- SET TASK 1
Answer these questions from the text about Robinson and Africa:
(a) How old was Robinson when he traveled in Africa with his mother?
(b) In what year did Jackie Jr. die?
(c) What is the title of Rachel Robinson's 1996 memoir?
- SET TASK 2
Please retype the stretch of the text about Robinson and Africa from "His death ripped" through "wasn't the point.".

- TEXT SHOWN
=======
Africa imprinted itself on Robinson's consciousness at the age of 14, during his youthful travels there with his mother, Rachel Robinson.
Five years later, he spent nearly a year roaming the continent following the 1971 death of his big brother, Jackie Jr., who had become addicted to heroin while serving in Vietnam and died in an automobile accident, driving David's car.
His death ripped the family's heart. Rachel Robinson, now 82, wrote in her 1996 memoir, "Jackie Robinson: An Intimate Portrait," "In that moment I felt we had gained so much in life and lost it all when we lost our Jackie." (Jackie Sr. would die a year later.)
"When Jackie Jr. was killed, David spent a year walking the east coast of Africa by himself," Rachel Robinson recalls. "That told me something about where he went for comfort and where he went to deal with the grief."
So when he moved there, she was not altogether surprised. But she has worried, she says, that his life there would become a rejection of America.
Robinson says that wasn't the point.
=======
- RAW DATA
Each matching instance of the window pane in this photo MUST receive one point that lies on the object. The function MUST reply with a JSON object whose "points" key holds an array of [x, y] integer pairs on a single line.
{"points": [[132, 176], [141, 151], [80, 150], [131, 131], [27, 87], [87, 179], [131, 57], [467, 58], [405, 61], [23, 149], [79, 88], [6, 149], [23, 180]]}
=======
- EXPECTED OUTPUT 1
(a) 14
(b) 1971
(c) "Jackie Robinson: An Intimate Portrait"

- EXPECTED OUTPUT 2
His death ripped the family's heart. Rachel Robinson, now 82, wrote in her 1996 memoir, "Jackie Robinson: An Intimate Portrait," "In that moment I felt we had gained so much in life and lost it all when we lost our Jackie." (Jackie Sr. would die a year later.)
"When Jackie Jr. was killed, David spent a year walking the east coast of Africa by himself," Rachel Robinson recalls. "That told me something about where he went for comfort and where he went to deal with the grief."
So when he moved there, she was not altogether surprised. But she has worried, she says, that his life there would become a rejection of America.
Robinson says that wasn't the point.